### Goal:
Tally the lines in the records below that contain the string "shadow", treating uppercase and lowercase as different, and give only the number.
[Begin]
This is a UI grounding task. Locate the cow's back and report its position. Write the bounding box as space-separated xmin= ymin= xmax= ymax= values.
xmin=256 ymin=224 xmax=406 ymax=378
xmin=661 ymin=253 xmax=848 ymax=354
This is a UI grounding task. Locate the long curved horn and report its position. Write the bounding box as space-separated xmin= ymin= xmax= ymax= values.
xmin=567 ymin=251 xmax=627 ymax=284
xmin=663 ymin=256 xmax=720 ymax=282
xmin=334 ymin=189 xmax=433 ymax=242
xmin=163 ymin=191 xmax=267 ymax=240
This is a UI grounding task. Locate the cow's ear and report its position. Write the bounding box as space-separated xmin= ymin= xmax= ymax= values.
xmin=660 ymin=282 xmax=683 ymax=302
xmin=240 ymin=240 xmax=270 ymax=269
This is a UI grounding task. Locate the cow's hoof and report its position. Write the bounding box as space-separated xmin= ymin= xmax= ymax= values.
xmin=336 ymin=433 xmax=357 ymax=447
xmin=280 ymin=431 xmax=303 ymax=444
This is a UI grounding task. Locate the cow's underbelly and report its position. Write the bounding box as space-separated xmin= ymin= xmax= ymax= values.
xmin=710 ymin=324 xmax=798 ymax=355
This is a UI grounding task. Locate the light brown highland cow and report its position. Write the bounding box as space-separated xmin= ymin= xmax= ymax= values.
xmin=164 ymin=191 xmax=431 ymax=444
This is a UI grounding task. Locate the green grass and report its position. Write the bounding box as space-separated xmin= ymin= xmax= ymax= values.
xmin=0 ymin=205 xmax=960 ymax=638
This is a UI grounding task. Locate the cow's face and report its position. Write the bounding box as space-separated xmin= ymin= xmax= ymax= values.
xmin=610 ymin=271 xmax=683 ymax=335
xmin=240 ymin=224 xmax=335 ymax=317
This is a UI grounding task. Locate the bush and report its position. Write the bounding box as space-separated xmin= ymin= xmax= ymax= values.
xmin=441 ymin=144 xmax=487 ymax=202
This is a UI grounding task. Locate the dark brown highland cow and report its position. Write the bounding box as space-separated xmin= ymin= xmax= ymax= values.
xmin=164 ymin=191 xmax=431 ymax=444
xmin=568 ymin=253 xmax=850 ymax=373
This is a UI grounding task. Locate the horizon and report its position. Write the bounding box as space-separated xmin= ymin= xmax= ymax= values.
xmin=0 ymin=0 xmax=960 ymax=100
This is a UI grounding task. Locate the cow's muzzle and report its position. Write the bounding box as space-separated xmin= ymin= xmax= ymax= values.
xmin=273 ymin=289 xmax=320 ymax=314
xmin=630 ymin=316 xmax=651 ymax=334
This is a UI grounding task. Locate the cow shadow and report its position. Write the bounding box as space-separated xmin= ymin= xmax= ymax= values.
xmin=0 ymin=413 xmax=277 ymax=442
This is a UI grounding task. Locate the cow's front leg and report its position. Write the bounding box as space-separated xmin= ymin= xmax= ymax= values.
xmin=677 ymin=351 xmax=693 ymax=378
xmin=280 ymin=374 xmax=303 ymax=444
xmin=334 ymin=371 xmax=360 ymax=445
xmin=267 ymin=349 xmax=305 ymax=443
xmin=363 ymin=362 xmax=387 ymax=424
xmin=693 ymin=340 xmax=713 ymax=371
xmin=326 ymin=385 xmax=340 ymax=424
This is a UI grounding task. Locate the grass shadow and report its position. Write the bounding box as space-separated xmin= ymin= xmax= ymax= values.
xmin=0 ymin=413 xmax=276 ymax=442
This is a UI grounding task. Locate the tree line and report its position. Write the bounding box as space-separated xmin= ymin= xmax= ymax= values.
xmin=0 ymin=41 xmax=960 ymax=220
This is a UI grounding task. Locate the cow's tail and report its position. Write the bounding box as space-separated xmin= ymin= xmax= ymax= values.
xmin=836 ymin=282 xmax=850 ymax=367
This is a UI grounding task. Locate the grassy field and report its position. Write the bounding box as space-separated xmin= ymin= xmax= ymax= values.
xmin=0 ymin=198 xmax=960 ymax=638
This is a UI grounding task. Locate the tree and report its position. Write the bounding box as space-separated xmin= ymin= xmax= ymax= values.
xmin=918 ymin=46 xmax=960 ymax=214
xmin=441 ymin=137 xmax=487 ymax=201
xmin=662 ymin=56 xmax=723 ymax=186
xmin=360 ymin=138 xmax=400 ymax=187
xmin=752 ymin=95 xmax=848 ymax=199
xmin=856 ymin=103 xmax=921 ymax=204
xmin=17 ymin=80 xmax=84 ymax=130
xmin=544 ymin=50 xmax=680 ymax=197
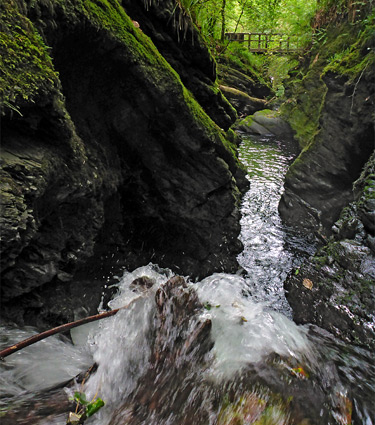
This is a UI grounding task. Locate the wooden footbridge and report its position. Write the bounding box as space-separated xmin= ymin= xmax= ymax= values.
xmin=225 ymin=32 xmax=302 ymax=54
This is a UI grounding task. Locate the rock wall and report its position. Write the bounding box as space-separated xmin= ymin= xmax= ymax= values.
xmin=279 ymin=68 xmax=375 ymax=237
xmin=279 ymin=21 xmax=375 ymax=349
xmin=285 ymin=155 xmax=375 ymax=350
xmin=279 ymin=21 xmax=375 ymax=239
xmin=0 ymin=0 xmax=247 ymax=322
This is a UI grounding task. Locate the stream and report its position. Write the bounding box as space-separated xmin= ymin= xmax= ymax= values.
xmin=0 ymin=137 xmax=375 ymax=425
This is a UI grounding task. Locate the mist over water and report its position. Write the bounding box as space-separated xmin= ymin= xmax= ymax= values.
[End]
### In response:
2